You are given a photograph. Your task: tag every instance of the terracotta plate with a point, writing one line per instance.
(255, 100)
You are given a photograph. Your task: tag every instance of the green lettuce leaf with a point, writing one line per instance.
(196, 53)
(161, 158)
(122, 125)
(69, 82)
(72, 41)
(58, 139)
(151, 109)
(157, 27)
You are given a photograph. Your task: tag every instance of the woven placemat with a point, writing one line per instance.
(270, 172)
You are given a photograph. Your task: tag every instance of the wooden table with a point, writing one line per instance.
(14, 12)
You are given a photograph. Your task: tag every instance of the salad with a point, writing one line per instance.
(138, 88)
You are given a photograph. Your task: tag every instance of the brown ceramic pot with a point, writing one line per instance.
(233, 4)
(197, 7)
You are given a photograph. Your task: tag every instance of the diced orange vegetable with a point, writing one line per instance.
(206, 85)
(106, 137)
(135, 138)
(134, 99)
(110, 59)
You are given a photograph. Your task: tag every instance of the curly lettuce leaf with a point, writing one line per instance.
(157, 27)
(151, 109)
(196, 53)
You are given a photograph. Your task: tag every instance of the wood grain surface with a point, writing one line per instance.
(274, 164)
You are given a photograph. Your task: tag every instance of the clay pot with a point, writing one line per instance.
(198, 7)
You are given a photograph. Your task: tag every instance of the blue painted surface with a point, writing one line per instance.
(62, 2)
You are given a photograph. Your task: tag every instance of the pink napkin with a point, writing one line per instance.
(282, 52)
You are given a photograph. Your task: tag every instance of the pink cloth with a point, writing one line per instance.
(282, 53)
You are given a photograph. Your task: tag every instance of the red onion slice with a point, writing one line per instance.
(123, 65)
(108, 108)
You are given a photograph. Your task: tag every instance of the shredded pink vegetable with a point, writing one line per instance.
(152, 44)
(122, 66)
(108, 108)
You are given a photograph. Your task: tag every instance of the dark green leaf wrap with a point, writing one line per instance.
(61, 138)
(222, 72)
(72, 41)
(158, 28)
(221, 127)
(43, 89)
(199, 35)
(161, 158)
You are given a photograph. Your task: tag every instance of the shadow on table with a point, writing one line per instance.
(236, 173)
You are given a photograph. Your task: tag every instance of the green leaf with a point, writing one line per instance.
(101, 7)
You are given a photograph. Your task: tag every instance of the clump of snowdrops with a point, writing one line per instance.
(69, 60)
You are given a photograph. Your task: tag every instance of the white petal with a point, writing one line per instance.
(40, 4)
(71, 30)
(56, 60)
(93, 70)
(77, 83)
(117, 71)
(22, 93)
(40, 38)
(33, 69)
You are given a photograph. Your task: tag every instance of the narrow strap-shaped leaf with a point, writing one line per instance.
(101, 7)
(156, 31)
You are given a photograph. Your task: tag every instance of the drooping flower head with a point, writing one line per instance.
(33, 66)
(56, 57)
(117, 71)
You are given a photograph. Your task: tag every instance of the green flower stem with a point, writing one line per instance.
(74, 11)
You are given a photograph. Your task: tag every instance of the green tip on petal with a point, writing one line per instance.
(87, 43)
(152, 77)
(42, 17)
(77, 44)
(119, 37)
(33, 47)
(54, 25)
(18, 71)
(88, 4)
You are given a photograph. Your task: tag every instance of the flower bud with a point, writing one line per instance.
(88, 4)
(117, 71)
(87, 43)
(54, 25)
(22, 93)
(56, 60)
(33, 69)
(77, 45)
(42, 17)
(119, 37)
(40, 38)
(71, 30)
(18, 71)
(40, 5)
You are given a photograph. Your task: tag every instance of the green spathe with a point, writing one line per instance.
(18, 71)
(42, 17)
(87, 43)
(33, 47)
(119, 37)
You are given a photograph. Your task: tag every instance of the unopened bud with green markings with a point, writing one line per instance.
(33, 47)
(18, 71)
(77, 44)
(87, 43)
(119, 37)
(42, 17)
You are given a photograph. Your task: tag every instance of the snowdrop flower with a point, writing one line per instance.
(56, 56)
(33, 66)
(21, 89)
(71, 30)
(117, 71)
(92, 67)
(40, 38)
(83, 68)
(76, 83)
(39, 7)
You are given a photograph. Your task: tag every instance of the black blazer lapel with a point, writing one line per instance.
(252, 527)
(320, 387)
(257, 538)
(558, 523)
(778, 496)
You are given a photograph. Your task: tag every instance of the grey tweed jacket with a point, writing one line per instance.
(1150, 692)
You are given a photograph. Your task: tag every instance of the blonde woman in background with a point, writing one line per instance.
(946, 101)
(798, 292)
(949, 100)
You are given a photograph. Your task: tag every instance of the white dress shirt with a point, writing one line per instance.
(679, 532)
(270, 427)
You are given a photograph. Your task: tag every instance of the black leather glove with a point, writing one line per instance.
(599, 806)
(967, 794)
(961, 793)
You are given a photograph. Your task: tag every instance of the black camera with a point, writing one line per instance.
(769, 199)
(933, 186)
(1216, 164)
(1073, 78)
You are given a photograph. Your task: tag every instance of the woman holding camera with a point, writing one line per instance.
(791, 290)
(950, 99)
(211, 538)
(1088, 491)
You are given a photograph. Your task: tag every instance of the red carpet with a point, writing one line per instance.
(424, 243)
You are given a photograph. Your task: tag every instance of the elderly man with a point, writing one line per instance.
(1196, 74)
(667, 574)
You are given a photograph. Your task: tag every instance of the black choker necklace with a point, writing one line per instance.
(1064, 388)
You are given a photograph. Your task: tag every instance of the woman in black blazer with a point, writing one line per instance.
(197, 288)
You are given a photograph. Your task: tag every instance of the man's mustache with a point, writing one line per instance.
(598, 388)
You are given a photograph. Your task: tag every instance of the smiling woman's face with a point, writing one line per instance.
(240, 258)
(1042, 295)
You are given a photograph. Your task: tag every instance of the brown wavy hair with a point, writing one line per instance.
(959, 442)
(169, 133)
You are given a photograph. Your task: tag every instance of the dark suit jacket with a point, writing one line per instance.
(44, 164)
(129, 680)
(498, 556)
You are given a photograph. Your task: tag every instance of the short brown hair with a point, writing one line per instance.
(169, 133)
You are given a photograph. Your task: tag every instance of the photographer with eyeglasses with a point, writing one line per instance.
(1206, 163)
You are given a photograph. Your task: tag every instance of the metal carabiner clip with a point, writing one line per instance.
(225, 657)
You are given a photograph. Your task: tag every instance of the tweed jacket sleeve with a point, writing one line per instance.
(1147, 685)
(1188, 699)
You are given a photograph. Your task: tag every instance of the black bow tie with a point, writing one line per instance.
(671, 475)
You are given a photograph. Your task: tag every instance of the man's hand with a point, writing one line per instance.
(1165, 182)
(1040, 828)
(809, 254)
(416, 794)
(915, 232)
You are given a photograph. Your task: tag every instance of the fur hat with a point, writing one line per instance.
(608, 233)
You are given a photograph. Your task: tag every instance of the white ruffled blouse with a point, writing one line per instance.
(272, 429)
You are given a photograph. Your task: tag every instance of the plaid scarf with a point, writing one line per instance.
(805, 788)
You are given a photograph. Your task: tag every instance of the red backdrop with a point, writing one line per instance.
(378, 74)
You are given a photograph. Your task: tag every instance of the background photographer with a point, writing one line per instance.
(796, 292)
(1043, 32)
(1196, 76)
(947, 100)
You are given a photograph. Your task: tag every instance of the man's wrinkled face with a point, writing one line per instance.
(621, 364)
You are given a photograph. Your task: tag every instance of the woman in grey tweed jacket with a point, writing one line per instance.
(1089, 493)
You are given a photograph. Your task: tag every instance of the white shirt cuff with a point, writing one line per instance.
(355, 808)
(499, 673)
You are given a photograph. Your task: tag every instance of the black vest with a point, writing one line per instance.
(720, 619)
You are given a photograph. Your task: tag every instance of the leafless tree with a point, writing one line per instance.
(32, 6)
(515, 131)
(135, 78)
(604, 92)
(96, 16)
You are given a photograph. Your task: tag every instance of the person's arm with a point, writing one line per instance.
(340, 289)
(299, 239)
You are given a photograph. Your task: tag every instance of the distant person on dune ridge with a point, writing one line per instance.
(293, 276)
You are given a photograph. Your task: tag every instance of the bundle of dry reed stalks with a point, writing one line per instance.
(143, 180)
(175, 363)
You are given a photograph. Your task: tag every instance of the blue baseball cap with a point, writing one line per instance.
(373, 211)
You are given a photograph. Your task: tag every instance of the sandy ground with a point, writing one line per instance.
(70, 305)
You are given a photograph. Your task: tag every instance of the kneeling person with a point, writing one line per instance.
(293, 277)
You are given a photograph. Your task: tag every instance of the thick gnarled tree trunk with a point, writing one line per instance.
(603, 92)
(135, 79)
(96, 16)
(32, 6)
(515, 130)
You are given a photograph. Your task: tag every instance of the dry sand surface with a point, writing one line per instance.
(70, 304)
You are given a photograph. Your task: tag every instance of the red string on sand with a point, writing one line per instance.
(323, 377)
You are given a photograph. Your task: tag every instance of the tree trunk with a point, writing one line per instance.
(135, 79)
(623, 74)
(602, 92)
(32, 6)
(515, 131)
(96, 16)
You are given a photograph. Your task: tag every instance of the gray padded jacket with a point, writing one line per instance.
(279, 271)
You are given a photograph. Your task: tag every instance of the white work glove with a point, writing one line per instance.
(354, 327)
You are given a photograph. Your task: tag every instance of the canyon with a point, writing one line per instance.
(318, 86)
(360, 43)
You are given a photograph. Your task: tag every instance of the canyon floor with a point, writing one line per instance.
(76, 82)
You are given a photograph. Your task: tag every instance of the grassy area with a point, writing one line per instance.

EXERCISE REQUIREMENTS> Above are the records; copy exactly the lines from the one with "the red string" through the final line.

RESULT OF THE EXERCISE>
You are given a photograph. Your task: tag every instance of the red string on sand with a point, writing one line per instance.
(323, 377)
You are given a photograph. Your task: tag every instance of the tree trunk with a point, writing one line per instance.
(135, 79)
(623, 74)
(602, 92)
(32, 6)
(515, 131)
(96, 16)
You are given a photograph. Your task: tag every instance of the gray padded jacket with a point, writing one line per instance.
(279, 271)
You are given a photograph. Your task: tag every instance of the white work glove with a point, writing one line per instance.
(354, 327)
You are given a photograph. Your task: tag every instance of the canyon with a point, writing one line per instance.
(318, 86)
(360, 43)
You are given a photograph. Your task: tag every instance of the canyon floor with a point, writing one line per instance.
(76, 82)
You are given a photograph. Your task: tag every instance of the grassy area with a point, writing one line per instance.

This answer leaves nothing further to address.